(DIRECTIONS) Set down the lines below word for word, leaving out the pictures.
---- ENTRIES SUPPLIED
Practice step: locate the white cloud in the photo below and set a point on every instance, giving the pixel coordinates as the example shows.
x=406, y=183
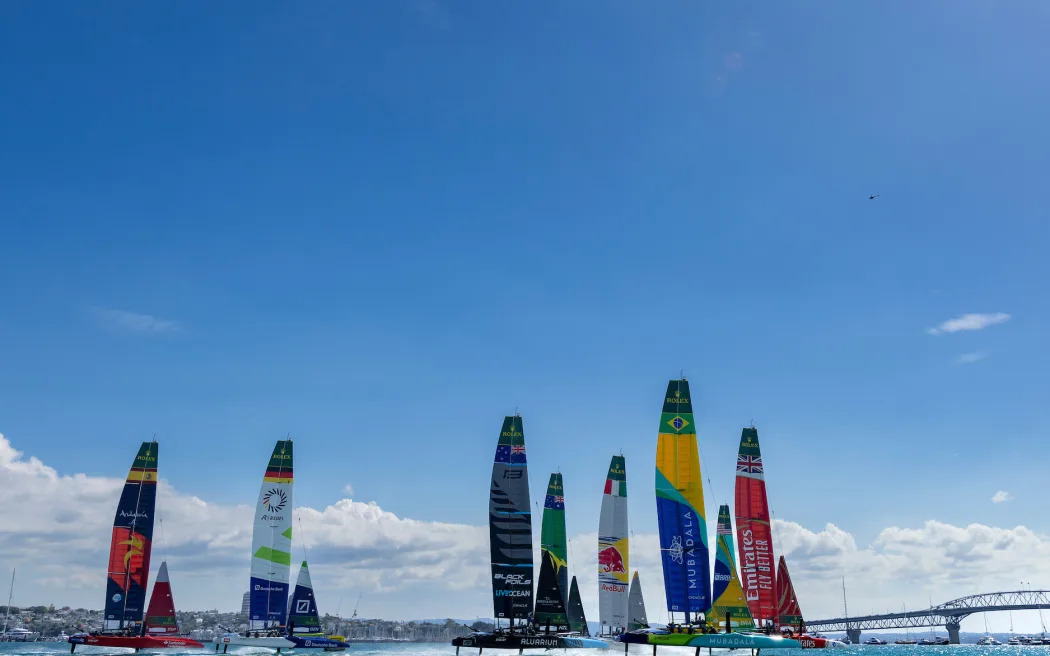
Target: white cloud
x=1001, y=496
x=352, y=546
x=969, y=322
x=969, y=358
x=125, y=321
x=434, y=569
--------
(THE SOLUTION)
Practice step: locate the white cloud in the photo below and set a point on every instance, giving the pixel coordinates as the example shows.
x=406, y=183
Target: white cloud
x=1001, y=496
x=352, y=546
x=969, y=322
x=969, y=358
x=125, y=321
x=434, y=569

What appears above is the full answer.